(Data yang dikumpulkan)
########################################
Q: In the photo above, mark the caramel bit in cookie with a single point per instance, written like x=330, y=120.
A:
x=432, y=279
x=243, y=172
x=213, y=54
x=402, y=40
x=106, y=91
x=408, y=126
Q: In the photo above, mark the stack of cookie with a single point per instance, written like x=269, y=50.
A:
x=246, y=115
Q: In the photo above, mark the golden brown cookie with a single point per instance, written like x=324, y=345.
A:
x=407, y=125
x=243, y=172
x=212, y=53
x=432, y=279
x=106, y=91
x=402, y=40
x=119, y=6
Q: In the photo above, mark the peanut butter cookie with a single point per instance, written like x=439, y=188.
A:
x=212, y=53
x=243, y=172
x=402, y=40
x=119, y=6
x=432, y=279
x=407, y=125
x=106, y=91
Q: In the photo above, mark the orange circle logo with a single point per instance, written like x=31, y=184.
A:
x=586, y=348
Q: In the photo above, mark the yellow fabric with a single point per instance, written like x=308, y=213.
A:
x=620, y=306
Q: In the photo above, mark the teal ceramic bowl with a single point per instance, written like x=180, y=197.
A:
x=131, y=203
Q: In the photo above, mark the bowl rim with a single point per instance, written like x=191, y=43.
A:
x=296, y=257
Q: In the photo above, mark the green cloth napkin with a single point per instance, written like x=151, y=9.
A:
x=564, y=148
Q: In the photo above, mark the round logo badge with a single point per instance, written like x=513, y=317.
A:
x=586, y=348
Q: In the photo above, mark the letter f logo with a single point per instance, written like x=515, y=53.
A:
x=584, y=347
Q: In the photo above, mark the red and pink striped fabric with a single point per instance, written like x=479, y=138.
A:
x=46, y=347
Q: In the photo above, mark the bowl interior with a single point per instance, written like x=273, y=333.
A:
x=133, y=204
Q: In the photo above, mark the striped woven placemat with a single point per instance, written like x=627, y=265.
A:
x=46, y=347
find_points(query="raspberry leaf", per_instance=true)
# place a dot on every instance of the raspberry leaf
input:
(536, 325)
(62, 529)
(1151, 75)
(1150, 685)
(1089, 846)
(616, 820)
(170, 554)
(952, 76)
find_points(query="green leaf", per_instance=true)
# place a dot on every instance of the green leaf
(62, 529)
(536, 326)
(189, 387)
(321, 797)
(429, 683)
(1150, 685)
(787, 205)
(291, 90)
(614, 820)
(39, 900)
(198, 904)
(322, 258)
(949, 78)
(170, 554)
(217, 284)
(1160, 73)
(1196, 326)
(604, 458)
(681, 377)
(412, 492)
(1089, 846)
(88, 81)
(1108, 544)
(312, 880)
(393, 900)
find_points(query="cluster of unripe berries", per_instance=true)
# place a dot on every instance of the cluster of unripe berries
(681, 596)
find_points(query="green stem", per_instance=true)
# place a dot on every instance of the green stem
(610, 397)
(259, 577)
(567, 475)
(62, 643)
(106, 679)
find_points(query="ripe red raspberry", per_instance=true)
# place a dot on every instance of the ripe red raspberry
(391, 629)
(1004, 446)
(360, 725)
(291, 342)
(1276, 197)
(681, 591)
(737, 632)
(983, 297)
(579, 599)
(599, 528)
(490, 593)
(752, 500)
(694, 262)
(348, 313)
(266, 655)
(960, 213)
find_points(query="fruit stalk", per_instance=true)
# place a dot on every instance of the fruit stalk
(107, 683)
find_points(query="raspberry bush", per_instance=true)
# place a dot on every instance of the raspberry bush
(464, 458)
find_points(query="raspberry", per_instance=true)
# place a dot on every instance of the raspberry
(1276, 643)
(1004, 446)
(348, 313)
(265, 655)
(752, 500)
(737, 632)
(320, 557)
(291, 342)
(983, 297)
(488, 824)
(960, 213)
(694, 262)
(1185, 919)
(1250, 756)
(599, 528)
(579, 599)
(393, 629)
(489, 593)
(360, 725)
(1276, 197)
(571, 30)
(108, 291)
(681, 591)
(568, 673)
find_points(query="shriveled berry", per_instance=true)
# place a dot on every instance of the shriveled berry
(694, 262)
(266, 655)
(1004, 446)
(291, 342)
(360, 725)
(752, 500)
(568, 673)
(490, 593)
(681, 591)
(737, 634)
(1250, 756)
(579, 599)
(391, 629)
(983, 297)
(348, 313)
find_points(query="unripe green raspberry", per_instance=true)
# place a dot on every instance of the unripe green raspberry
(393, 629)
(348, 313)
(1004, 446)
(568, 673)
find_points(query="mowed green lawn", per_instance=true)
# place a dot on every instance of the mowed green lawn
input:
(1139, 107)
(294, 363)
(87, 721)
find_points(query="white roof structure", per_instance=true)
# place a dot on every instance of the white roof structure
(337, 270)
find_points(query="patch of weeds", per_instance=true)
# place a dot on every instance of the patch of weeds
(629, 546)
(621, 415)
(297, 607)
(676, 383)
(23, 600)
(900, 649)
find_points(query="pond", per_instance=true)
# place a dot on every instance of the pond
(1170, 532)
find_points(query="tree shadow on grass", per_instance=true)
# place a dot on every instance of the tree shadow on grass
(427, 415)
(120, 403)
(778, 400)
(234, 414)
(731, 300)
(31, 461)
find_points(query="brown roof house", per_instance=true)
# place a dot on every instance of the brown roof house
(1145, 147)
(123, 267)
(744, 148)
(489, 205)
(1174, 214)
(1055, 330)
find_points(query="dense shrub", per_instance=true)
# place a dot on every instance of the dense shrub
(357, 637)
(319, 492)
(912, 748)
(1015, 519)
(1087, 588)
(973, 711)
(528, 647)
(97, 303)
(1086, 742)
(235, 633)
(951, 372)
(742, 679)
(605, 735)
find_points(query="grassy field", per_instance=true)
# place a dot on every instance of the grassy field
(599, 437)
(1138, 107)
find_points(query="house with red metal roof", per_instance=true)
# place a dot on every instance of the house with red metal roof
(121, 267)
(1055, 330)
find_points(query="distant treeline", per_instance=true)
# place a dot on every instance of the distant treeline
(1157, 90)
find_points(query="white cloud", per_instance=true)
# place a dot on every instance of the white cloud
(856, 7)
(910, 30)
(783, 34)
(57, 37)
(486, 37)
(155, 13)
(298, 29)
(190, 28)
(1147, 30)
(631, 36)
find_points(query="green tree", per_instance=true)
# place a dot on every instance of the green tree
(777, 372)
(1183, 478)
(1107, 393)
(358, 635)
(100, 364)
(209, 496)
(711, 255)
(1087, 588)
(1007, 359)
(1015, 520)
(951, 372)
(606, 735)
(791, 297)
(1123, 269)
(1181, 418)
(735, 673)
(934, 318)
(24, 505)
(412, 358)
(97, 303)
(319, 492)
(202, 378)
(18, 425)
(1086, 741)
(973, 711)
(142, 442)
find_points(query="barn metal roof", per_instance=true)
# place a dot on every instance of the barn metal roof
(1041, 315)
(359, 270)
########################################
Kerjakan ini
Skalakan semua koordinat dalam jawaban dengan faktor 2 pada baris di antara baris yang memuat "Q: In the photo above, mark the bowl rim" dan baris yang memuat "x=584, y=347", keduanya termasuk, lalu bulatkan ke bilangan bulat dengan angka setengah dibulatkan ke atas. Tulis ulang hanya baris-baris itu, permintaannya juga, tanpa mengubah angka di dalam permintaan.

Hasil latihan
Q: In the photo above, mark the bowl rim with a single point per instance, written like x=191, y=43.
A:
x=592, y=514
Q: In the photo above, mark the green cloth napkin with a single point per instance, written like x=151, y=9.
A:
x=1128, y=296
Q: In the photo above, mark the round logo badge with a single point per instance, written like x=513, y=317.
A:
x=1172, y=696
Q: In the photo above, mark the letter f logo with a single point per instance, written like x=515, y=53.
A:
x=1168, y=694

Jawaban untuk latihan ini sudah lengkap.